- Task objective:
Rename "lane-count record" to "scene-count record" everywhere it occurs in the rows below, and write out all the rows again with nothing else changed.

Stored dataset items
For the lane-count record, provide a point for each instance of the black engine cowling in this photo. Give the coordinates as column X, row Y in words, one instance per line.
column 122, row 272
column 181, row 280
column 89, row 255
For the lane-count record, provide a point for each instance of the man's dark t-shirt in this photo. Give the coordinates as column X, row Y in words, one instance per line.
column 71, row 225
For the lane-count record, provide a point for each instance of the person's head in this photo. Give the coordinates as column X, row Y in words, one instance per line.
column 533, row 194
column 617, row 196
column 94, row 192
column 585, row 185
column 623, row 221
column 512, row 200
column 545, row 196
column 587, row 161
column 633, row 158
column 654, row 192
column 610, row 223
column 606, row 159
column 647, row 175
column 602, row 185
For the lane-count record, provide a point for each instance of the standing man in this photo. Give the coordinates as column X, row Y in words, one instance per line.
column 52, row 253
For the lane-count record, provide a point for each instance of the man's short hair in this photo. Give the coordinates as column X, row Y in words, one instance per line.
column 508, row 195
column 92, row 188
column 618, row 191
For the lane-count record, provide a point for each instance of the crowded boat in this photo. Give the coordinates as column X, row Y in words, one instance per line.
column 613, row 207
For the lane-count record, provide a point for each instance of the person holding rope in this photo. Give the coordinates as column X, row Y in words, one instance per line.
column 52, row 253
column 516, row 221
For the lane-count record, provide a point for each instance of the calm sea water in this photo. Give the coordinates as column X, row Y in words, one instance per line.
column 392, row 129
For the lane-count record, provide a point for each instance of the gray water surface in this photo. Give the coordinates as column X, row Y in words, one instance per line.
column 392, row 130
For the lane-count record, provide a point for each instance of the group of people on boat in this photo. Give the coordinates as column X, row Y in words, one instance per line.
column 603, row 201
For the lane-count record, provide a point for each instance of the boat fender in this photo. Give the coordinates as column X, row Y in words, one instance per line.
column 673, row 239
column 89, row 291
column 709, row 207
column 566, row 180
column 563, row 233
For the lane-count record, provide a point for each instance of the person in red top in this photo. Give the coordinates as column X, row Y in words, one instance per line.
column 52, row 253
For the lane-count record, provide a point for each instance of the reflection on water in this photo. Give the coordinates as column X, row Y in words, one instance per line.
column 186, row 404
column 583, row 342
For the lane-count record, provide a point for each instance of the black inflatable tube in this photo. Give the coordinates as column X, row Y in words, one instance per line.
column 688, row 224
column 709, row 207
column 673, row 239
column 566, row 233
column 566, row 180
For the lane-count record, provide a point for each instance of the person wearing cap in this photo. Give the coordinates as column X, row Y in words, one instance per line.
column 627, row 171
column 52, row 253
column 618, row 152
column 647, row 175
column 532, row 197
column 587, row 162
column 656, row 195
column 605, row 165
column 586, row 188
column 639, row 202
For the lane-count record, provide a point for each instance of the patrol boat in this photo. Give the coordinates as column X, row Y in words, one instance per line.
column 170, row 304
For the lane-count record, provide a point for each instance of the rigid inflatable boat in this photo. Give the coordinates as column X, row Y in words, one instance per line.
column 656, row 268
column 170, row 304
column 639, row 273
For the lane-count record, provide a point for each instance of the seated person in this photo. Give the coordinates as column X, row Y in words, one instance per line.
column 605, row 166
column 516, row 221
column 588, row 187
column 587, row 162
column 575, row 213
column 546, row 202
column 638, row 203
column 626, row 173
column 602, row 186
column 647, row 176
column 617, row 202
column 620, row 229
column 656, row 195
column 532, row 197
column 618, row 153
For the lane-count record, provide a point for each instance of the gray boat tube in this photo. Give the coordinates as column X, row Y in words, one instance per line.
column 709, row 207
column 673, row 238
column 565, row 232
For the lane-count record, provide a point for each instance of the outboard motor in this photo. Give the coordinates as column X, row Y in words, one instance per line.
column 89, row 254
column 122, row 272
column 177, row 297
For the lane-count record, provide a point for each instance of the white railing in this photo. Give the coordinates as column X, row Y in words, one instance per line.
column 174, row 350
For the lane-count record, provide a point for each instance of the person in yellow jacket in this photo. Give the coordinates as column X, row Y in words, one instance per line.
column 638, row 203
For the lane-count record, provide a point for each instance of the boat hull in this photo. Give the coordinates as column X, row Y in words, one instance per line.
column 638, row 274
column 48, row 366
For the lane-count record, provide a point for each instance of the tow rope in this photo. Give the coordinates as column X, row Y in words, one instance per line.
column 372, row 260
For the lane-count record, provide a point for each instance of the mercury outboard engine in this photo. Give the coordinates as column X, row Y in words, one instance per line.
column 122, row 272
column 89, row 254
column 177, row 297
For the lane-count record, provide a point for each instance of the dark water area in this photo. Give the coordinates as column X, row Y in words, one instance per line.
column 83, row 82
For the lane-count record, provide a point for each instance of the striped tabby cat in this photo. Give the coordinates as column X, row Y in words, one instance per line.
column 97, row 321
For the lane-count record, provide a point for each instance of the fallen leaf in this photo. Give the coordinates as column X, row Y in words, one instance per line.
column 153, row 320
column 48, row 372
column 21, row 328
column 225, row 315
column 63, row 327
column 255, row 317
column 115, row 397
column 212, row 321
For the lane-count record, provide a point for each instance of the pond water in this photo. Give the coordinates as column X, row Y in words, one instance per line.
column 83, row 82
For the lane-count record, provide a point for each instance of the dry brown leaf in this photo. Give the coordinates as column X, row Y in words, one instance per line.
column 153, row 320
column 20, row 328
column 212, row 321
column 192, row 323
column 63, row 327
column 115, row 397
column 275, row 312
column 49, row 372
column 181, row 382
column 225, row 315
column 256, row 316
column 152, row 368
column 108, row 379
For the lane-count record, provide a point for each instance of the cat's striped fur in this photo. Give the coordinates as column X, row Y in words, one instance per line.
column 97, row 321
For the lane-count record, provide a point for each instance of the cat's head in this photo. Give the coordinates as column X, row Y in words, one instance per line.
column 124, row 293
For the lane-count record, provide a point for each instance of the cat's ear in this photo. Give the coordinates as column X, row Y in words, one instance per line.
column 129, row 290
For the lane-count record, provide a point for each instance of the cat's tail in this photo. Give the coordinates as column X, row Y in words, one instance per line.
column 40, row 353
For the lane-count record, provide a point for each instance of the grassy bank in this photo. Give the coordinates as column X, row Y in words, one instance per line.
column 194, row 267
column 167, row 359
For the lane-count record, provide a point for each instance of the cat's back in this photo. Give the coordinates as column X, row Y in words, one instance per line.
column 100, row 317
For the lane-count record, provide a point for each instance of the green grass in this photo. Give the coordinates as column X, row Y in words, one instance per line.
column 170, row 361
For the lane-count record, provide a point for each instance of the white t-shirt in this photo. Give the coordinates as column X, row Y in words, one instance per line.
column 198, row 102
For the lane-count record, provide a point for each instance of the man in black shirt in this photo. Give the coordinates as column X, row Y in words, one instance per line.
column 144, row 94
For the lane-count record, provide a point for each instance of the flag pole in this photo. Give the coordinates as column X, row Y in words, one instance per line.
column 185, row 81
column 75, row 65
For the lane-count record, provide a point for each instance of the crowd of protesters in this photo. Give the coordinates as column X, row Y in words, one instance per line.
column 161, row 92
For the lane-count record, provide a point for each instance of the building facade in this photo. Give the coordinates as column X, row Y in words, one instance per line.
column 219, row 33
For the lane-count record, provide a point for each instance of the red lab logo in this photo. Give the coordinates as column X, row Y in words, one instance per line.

- Exercise response:
For the scene-count record, provide a point for each instance of the black engine cowling in this photo. Give the coordinates as column X, row Y in words, one instance per line.
column 122, row 272
column 181, row 280
column 89, row 255
For the scene-count record, provide a point for each instance of the man's dark t-shirt in this photo. Give the coordinates as column X, row Y in words, one instance per line.
column 71, row 225
For the scene-count record, provide a point for each instance of the person's head in this photo. Give the coordinates as column X, row Y in words, one instance per line.
column 533, row 194
column 617, row 196
column 94, row 192
column 585, row 185
column 623, row 221
column 512, row 200
column 545, row 196
column 587, row 161
column 633, row 158
column 654, row 192
column 610, row 223
column 606, row 159
column 647, row 175
column 602, row 185
For the scene-count record, provide a point for each instance of the standing man in this photo. Give the coordinates as column X, row Y in words, one instance per line.
column 52, row 253
For the scene-count record, provide a point for each instance of the man's short hair in this photo. Give the coordinates as column X, row Y in words, one instance per line.
column 508, row 195
column 92, row 188
column 618, row 191
For the scene-count record, provide a point for each instance of the crowded boat in this photo. Give the coordinates as column X, row Y in words, one instance per line.
column 613, row 207
For the scene-count record, provide a point for each instance of the person holding rope in this photo. Give the coordinates as column X, row Y in words, one instance per line.
column 52, row 253
column 516, row 221
For the scene-count record, provide a point for each instance of the calm sea water in this photo. Give the coordinates as column X, row Y in words, one instance per line.
column 392, row 129
For the scene-count record, provide a point for each instance of the gray water surface in this photo. Give the coordinates as column X, row Y in words, one instance per line.
column 392, row 130
For the scene-count record, provide a point for each instance of the group of people on boat in this photo. Give the coordinates as column X, row Y in words, one instance per line.
column 603, row 201
For the scene-count record, provide a point for each instance of the boat fender in this photo. Give the coordinates as column X, row Y in words, one instance per line.
column 673, row 239
column 89, row 291
column 709, row 207
column 566, row 180
column 563, row 233
For the scene-count record, provide a point for each instance of the person in red top in this photo. Give the coordinates as column X, row Y in words, one instance per line.
column 52, row 253
For the scene-count record, provide a point for each instance of the reflection on water in this photo. Give the coordinates as column X, row Y in words, one instance per line.
column 186, row 404
column 583, row 342
For the scene-count record, provide a point for each instance of the black inflatable tube in this photo. Give the coordinates as column X, row Y in words, one instance per line.
column 688, row 224
column 709, row 207
column 673, row 239
column 566, row 233
column 566, row 180
For the scene-count record, provide a point for each instance of the person wearing cap in this photo. Give the coordinates as column X, row Y in words, one instance per line.
column 627, row 171
column 52, row 253
column 618, row 152
column 647, row 175
column 532, row 197
column 587, row 162
column 656, row 195
column 605, row 165
column 586, row 188
column 639, row 202
For the scene-count record, provide a point for each instance of the patrol boat in this photo. Give the coordinates as column X, row Y in words, one instance per line.
column 170, row 304
For the scene-count record, provide a point for each instance of the rigid inflatable boat in this photo. Give the coordinates as column X, row Y in words, one instance per line.
column 656, row 268
column 170, row 304
column 639, row 273
For the scene-count record, provide a point for each instance of the seated person in this photo. Give the coordinates as column X, row Y in words, one instance per line.
column 605, row 166
column 516, row 221
column 588, row 187
column 587, row 162
column 575, row 213
column 546, row 202
column 638, row 203
column 626, row 173
column 602, row 186
column 647, row 176
column 617, row 202
column 620, row 229
column 656, row 195
column 532, row 197
column 618, row 153
For the scene-count record, provide a point for each instance of the gray boat tube in this photo. Give the coordinates as column X, row Y in words, one instance per line.
column 709, row 207
column 673, row 238
column 565, row 232
For the scene-count record, provide a point for each instance of the outboard motor in this photo. Give the coordinates as column X, row Y in words, one instance per line.
column 89, row 254
column 122, row 272
column 177, row 297
For the scene-count record, provide a point for each instance of the white railing in this photo. Give the coordinates as column X, row Y in words, one instance per line.
column 174, row 350
For the scene-count record, provide a point for each instance of the person in yellow jacket in this photo. Give the coordinates as column X, row Y in words, one instance per line.
column 638, row 203
For the scene-count record, provide a point for each instance of the boat hull in this photo. Give the coordinates as column X, row Y in words, one instance per line.
column 638, row 274
column 48, row 366
For the scene-count record, provide a point for each instance of the tow rope in this photo. Give the coordinates as column X, row Y in words, one instance per line.
column 372, row 260
For the scene-count record, provide a point for each instance of the mercury outboard engine in this photo. Give the coordinates as column X, row Y in words, one instance per line.
column 122, row 272
column 89, row 254
column 177, row 297
For the scene-count record, provide a point for each instance of the dark water area in this photo. Give the coordinates as column X, row Y in words, one instance per line.
column 83, row 82
For the scene-count record, provide a point for each instance of the striped tabby cat in this photo. Give the coordinates as column X, row Y in words, one instance per line.
column 97, row 321
For the scene-count record, provide a point for each instance of the fallen leaf in this photo. Give the coordinates as column X, row Y in words, one instance per line.
column 153, row 320
column 48, row 372
column 21, row 328
column 225, row 315
column 63, row 327
column 255, row 317
column 115, row 397
column 212, row 321
For the scene-count record, provide a point for each instance of the pond water in this photo. Give the coordinates as column X, row Y in words, one instance per line.
column 83, row 82
For the scene-count record, provide a point for each instance of the dry brown leaf in this photo. Give the coordinates as column X, row Y in words, one instance per line.
column 153, row 320
column 20, row 328
column 212, row 321
column 192, row 323
column 63, row 327
column 115, row 397
column 275, row 312
column 49, row 372
column 181, row 382
column 225, row 315
column 256, row 316
column 152, row 368
column 108, row 379
For the scene-count record, provide a point for each instance of the cat's striped fur in this photo. Give the coordinates as column X, row Y in words, one instance per line.
column 97, row 321
For the scene-count record, provide a point for each instance of the cat's head in this photo. Give the coordinates as column X, row Y in words, one instance per line.
column 124, row 293
For the scene-count record, provide a point for each instance of the cat's ear in this photo. Give the coordinates as column X, row Y in words, one instance per line.
column 129, row 290
For the scene-count record, provide a point for each instance of the cat's tail in this photo. Give the coordinates as column X, row Y in words, one instance per line.
column 40, row 353
For the scene-count record, provide a point for each instance of the grassy bank in this photo. Give the coordinates as column X, row Y in words, one instance per line.
column 194, row 267
column 167, row 359
For the scene-count record, provide a point for each instance of the cat's back in this photo. Give the coordinates as column X, row Y in words, one instance per line.
column 100, row 317
For the scene-count record, provide a point for each instance of the green grass in this photo. Give the coordinates as column X, row Y in words, one instance per line.
column 170, row 361
For the scene-count record, provide a point for each instance of the white t-shirt in this photo. Give the coordinates as column X, row Y in words, one instance per line.
column 198, row 102
For the scene-count record, provide a point for each instance of the man in black shirt in this photo. Give the coordinates as column X, row Y in words, one instance per line.
column 144, row 94
For the scene-count record, provide a point for each instance of the flag pole in this photo. Give the coordinates as column X, row Y in words, one instance per line.
column 185, row 81
column 75, row 65
For the scene-count record, provide a point for each instance of the crowd of protesters in this photo. Give the coordinates as column X, row Y in words, one instance per line.
column 161, row 92
For the scene-count record, provide a point for each instance of the building facade in this photo. Give the coordinates as column X, row Y in words, one instance per line.
column 219, row 33
For the scene-count record, provide a point for each instance of the red lab logo in this photo. Give the coordinates as column X, row Y in words, one instance per line.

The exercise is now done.